= EXTRACT =
-------------------------
Pfizer paid $650 million upfront to partner with Innovent Biologics on 12 early-stage cancer programs, a deal that’s worth up to $10.5 billion when milestones are included. The portfolio covers antibody-drug conjugates with novel differentiated payloads and multi-specific antibodies, all pre-Phase 2.
The Pfizer-Innovent collaboration divides the 12 programs into three tranches. Pfizer takes exclusive global rights to four, ex-China rights to four more, and co-develops the remaining four globally, co-commercializing those with Innovent in the U.S. and Europe. Innovent contributes eight early-stage assets; Pfizer puts in four discovery programs. Innovent runs Phase 1, then Pfizer leads global development.
Two weeks earlier, the BMS-Hengrui deal ran to $600 million upfront and up to $15.2 billion total across 13 programs. BMS contributes discovery assets and relies on Hengrui for Phase 1 speed. Two big Western oncology players have followed the same playbook inside two weeks.
-------------------------
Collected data
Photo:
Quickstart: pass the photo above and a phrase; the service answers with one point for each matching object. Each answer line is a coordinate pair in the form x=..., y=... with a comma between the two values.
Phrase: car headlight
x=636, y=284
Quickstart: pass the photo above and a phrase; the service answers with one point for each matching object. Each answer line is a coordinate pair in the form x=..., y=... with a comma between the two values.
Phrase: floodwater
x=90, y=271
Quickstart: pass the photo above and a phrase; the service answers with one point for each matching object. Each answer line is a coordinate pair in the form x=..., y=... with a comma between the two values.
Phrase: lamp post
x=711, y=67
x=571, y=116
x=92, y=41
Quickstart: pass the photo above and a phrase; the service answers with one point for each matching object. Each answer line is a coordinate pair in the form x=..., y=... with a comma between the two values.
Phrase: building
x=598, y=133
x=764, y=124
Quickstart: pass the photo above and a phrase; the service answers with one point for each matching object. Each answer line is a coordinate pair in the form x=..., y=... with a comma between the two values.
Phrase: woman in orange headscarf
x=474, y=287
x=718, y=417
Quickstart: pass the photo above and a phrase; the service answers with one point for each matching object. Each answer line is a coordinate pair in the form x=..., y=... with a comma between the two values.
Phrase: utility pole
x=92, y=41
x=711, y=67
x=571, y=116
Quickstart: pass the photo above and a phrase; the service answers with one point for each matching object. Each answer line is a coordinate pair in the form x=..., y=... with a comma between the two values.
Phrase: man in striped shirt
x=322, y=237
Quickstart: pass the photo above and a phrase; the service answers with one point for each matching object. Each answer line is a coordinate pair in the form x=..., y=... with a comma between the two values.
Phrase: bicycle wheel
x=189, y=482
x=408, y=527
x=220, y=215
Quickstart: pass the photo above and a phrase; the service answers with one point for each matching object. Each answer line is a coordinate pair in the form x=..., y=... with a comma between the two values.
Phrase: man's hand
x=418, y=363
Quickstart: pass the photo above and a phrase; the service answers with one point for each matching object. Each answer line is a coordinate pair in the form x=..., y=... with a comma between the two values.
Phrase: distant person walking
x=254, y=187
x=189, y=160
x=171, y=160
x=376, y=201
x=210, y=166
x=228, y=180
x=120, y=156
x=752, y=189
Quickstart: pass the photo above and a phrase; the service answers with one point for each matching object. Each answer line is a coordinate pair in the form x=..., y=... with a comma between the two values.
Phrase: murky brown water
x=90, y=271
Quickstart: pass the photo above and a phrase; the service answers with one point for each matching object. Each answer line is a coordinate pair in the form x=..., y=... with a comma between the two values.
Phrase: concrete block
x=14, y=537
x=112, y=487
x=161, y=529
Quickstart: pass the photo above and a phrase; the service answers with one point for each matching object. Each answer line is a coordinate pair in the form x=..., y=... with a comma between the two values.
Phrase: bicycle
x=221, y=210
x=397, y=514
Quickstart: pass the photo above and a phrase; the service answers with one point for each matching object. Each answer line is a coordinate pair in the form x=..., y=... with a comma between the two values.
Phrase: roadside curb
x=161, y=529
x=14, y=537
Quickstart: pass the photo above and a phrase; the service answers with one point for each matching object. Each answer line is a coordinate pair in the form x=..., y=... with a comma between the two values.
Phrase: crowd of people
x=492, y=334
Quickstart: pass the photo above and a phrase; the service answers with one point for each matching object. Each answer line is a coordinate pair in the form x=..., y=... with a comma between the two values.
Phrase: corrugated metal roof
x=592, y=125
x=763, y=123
-------------------------
= EXPLORE THE MATERIAL =
a – List every company named in the text about the Pfizer-Innovent deal.
b – Extend the text about the Pfizer and BMS oncology deals, picking up after its final sentence.

= OUTPUTS IN ORDER =
a – Pfizer, Innovent Biologics, BMS, Hengrui

b –
What does Pfizer actually get for $650 million down? Access to China’s development system, which CEO Albert Bourla said at a TD Cowen event in March operates at “half the cost, three times the speed” of Western counterparts. He also flagged China’s “meteoric ascent” as one of two forces reshaping the industry. Every program is pre-Phase 2, and Pfizer’s paying to borrow a faster clock.
For Innovent, co-commercializing four programs in the U.S. and Europe is its stated five-year ambition made real.